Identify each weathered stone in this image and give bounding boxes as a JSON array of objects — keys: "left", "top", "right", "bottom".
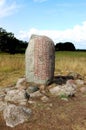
[
  {"left": 30, "top": 91, "right": 43, "bottom": 98},
  {"left": 25, "top": 34, "right": 55, "bottom": 85},
  {"left": 15, "top": 78, "right": 26, "bottom": 89},
  {"left": 5, "top": 89, "right": 27, "bottom": 104},
  {"left": 0, "top": 87, "right": 15, "bottom": 100},
  {"left": 75, "top": 79, "right": 84, "bottom": 85},
  {"left": 3, "top": 104, "right": 32, "bottom": 127},
  {"left": 0, "top": 90, "right": 6, "bottom": 100},
  {"left": 49, "top": 80, "right": 77, "bottom": 97},
  {"left": 26, "top": 86, "right": 39, "bottom": 94},
  {"left": 0, "top": 101, "right": 7, "bottom": 111},
  {"left": 49, "top": 85, "right": 61, "bottom": 96},
  {"left": 62, "top": 80, "right": 77, "bottom": 96}
]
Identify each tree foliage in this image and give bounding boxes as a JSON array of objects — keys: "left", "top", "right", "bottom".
[
  {"left": 0, "top": 27, "right": 28, "bottom": 54},
  {"left": 0, "top": 27, "right": 76, "bottom": 53},
  {"left": 55, "top": 42, "right": 76, "bottom": 51}
]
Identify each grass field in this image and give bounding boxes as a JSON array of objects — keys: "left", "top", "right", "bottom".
[
  {"left": 0, "top": 51, "right": 86, "bottom": 87},
  {"left": 0, "top": 51, "right": 86, "bottom": 130},
  {"left": 55, "top": 51, "right": 86, "bottom": 76}
]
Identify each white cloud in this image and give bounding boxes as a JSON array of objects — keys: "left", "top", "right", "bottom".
[
  {"left": 17, "top": 21, "right": 86, "bottom": 49},
  {"left": 0, "top": 0, "right": 20, "bottom": 18},
  {"left": 0, "top": 0, "right": 5, "bottom": 6}
]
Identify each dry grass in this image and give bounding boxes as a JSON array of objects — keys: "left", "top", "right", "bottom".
[
  {"left": 0, "top": 53, "right": 25, "bottom": 87},
  {"left": 55, "top": 51, "right": 86, "bottom": 77},
  {"left": 0, "top": 51, "right": 86, "bottom": 87}
]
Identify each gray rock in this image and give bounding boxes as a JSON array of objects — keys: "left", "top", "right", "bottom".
[
  {"left": 15, "top": 78, "right": 26, "bottom": 89},
  {"left": 65, "top": 80, "right": 77, "bottom": 96},
  {"left": 5, "top": 89, "right": 27, "bottom": 104},
  {"left": 49, "top": 80, "right": 77, "bottom": 97},
  {"left": 0, "top": 101, "right": 7, "bottom": 111},
  {"left": 0, "top": 90, "right": 6, "bottom": 100},
  {"left": 75, "top": 79, "right": 84, "bottom": 85},
  {"left": 30, "top": 91, "right": 43, "bottom": 98},
  {"left": 49, "top": 85, "right": 61, "bottom": 96},
  {"left": 3, "top": 104, "right": 32, "bottom": 127},
  {"left": 26, "top": 86, "right": 39, "bottom": 93},
  {"left": 0, "top": 87, "right": 15, "bottom": 100},
  {"left": 25, "top": 34, "right": 55, "bottom": 85}
]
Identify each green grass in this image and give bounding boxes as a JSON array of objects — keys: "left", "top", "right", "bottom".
[{"left": 55, "top": 51, "right": 86, "bottom": 57}]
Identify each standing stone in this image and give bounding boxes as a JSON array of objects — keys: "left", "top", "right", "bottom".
[{"left": 25, "top": 34, "right": 55, "bottom": 85}]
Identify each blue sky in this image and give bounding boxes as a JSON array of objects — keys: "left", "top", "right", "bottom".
[{"left": 0, "top": 0, "right": 86, "bottom": 49}]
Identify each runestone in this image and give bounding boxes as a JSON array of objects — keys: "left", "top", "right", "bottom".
[{"left": 25, "top": 34, "right": 55, "bottom": 85}]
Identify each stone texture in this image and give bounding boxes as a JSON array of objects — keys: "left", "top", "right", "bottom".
[
  {"left": 3, "top": 104, "right": 32, "bottom": 127},
  {"left": 75, "top": 79, "right": 84, "bottom": 85},
  {"left": 15, "top": 78, "right": 26, "bottom": 90},
  {"left": 1, "top": 71, "right": 84, "bottom": 128},
  {"left": 0, "top": 101, "right": 7, "bottom": 112},
  {"left": 5, "top": 89, "right": 27, "bottom": 104},
  {"left": 25, "top": 34, "right": 55, "bottom": 85},
  {"left": 49, "top": 80, "right": 77, "bottom": 97},
  {"left": 30, "top": 91, "right": 43, "bottom": 98},
  {"left": 0, "top": 89, "right": 6, "bottom": 100},
  {"left": 26, "top": 86, "right": 39, "bottom": 94}
]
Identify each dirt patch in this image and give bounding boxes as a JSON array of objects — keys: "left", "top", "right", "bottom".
[{"left": 0, "top": 90, "right": 86, "bottom": 130}]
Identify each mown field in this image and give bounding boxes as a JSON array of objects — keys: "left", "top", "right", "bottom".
[{"left": 0, "top": 51, "right": 86, "bottom": 87}]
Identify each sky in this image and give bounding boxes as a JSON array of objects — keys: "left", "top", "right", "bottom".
[{"left": 0, "top": 0, "right": 86, "bottom": 49}]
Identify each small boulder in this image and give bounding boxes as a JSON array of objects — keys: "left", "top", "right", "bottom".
[
  {"left": 5, "top": 89, "right": 27, "bottom": 104},
  {"left": 30, "top": 91, "right": 43, "bottom": 98},
  {"left": 49, "top": 86, "right": 61, "bottom": 96},
  {"left": 75, "top": 79, "right": 84, "bottom": 86},
  {"left": 26, "top": 86, "right": 39, "bottom": 94},
  {"left": 3, "top": 104, "right": 32, "bottom": 127},
  {"left": 49, "top": 80, "right": 77, "bottom": 97}
]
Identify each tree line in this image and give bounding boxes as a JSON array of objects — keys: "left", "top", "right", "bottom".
[
  {"left": 0, "top": 27, "right": 77, "bottom": 54},
  {"left": 0, "top": 27, "right": 28, "bottom": 54}
]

Problem:
Could the entries above be written out word for word, pictures excluded?

Answer:
Identify each weathered stone in this image and give bounding boxes as a JSON array of objects — keys: "left", "top", "right", "bottom".
[
  {"left": 30, "top": 91, "right": 43, "bottom": 98},
  {"left": 25, "top": 34, "right": 55, "bottom": 85},
  {"left": 15, "top": 78, "right": 26, "bottom": 89},
  {"left": 5, "top": 89, "right": 27, "bottom": 104},
  {"left": 0, "top": 87, "right": 15, "bottom": 100},
  {"left": 75, "top": 79, "right": 84, "bottom": 85},
  {"left": 3, "top": 104, "right": 32, "bottom": 127},
  {"left": 0, "top": 90, "right": 6, "bottom": 100},
  {"left": 49, "top": 80, "right": 77, "bottom": 97},
  {"left": 26, "top": 86, "right": 39, "bottom": 94},
  {"left": 0, "top": 101, "right": 7, "bottom": 111},
  {"left": 49, "top": 85, "right": 61, "bottom": 96},
  {"left": 62, "top": 80, "right": 77, "bottom": 96}
]
Identify each tree foliage in this image and give bounding boxes as a JSON array of objects — keys: "left", "top", "right", "bottom".
[
  {"left": 0, "top": 27, "right": 28, "bottom": 54},
  {"left": 0, "top": 27, "right": 76, "bottom": 53},
  {"left": 55, "top": 42, "right": 76, "bottom": 51}
]
Identify each grass field in this image and give bounding boxes as a JSON array of objects — keys: "left", "top", "right", "bottom".
[
  {"left": 0, "top": 51, "right": 86, "bottom": 87},
  {"left": 0, "top": 51, "right": 86, "bottom": 130},
  {"left": 55, "top": 51, "right": 86, "bottom": 76}
]
Identify each white cloud in this image and give bounding boxes as a JSON array of objects — keys: "left", "top", "right", "bottom".
[
  {"left": 17, "top": 21, "right": 86, "bottom": 49},
  {"left": 0, "top": 0, "right": 20, "bottom": 18},
  {"left": 0, "top": 0, "right": 5, "bottom": 6}
]
Identify each dry grass in this image and give bounding boxes as a JSON array of objects — keys: "left", "top", "right", "bottom".
[
  {"left": 0, "top": 53, "right": 25, "bottom": 87},
  {"left": 55, "top": 51, "right": 86, "bottom": 77},
  {"left": 0, "top": 51, "right": 86, "bottom": 87}
]
Identify each gray rock in this image and give bounding boxes as a JSON array of objects — keys: "left", "top", "right", "bottom".
[
  {"left": 15, "top": 78, "right": 26, "bottom": 89},
  {"left": 65, "top": 80, "right": 77, "bottom": 96},
  {"left": 5, "top": 89, "right": 27, "bottom": 104},
  {"left": 49, "top": 80, "right": 77, "bottom": 97},
  {"left": 0, "top": 101, "right": 7, "bottom": 111},
  {"left": 0, "top": 90, "right": 6, "bottom": 100},
  {"left": 75, "top": 79, "right": 84, "bottom": 85},
  {"left": 30, "top": 91, "right": 43, "bottom": 98},
  {"left": 49, "top": 85, "right": 61, "bottom": 96},
  {"left": 3, "top": 104, "right": 32, "bottom": 127},
  {"left": 26, "top": 86, "right": 39, "bottom": 93},
  {"left": 0, "top": 87, "right": 15, "bottom": 100},
  {"left": 25, "top": 34, "right": 55, "bottom": 85}
]
Identify each green grass in this image and give bounding boxes as a JSON array of objects — keys: "left", "top", "right", "bottom".
[{"left": 55, "top": 51, "right": 86, "bottom": 57}]
Identify each standing stone in this image and give bounding boxes as a JSON array of objects — keys: "left", "top", "right", "bottom".
[{"left": 25, "top": 34, "right": 55, "bottom": 85}]
Identify each blue sky in this image and give bounding boxes as a JSON array of objects — keys: "left", "top", "right", "bottom".
[{"left": 0, "top": 0, "right": 86, "bottom": 49}]
Identify each runestone in this image and give bounding boxes as a JSON array of objects — keys: "left", "top", "right", "bottom".
[{"left": 25, "top": 34, "right": 55, "bottom": 85}]
Identify each stone texture in this image and give bounding boxes as a JSON array of objects — keys: "left", "top", "right", "bottom".
[
  {"left": 3, "top": 104, "right": 32, "bottom": 127},
  {"left": 75, "top": 79, "right": 84, "bottom": 85},
  {"left": 15, "top": 78, "right": 26, "bottom": 90},
  {"left": 1, "top": 71, "right": 84, "bottom": 128},
  {"left": 0, "top": 101, "right": 7, "bottom": 112},
  {"left": 5, "top": 89, "right": 27, "bottom": 104},
  {"left": 25, "top": 34, "right": 55, "bottom": 85},
  {"left": 49, "top": 80, "right": 77, "bottom": 97},
  {"left": 30, "top": 91, "right": 43, "bottom": 98},
  {"left": 0, "top": 89, "right": 6, "bottom": 100},
  {"left": 26, "top": 86, "right": 39, "bottom": 94}
]
Identify each dirt patch in this image and give bounding boxes as a JSON array of objects — keys: "left", "top", "right", "bottom".
[{"left": 0, "top": 90, "right": 86, "bottom": 130}]
Identify each mown field in this image and give bounding boxes as a JSON array of objects — keys: "left", "top", "right", "bottom".
[{"left": 0, "top": 51, "right": 86, "bottom": 87}]
Identify each sky in this image and give bounding boxes as a JSON array of objects — keys: "left", "top", "right", "bottom".
[{"left": 0, "top": 0, "right": 86, "bottom": 49}]
Identify each small boulder in this image and give bounding boxes as a JSON array of objects — keys: "left", "top", "right", "bottom".
[
  {"left": 5, "top": 89, "right": 27, "bottom": 104},
  {"left": 30, "top": 91, "right": 43, "bottom": 98},
  {"left": 49, "top": 86, "right": 61, "bottom": 96},
  {"left": 75, "top": 79, "right": 84, "bottom": 86},
  {"left": 26, "top": 86, "right": 39, "bottom": 94},
  {"left": 3, "top": 104, "right": 32, "bottom": 127},
  {"left": 49, "top": 80, "right": 77, "bottom": 97}
]
Identify each tree line in this image and give bounding boxes as a JSON array of objects — keys: "left", "top", "right", "bottom".
[
  {"left": 0, "top": 27, "right": 77, "bottom": 54},
  {"left": 0, "top": 27, "right": 28, "bottom": 54}
]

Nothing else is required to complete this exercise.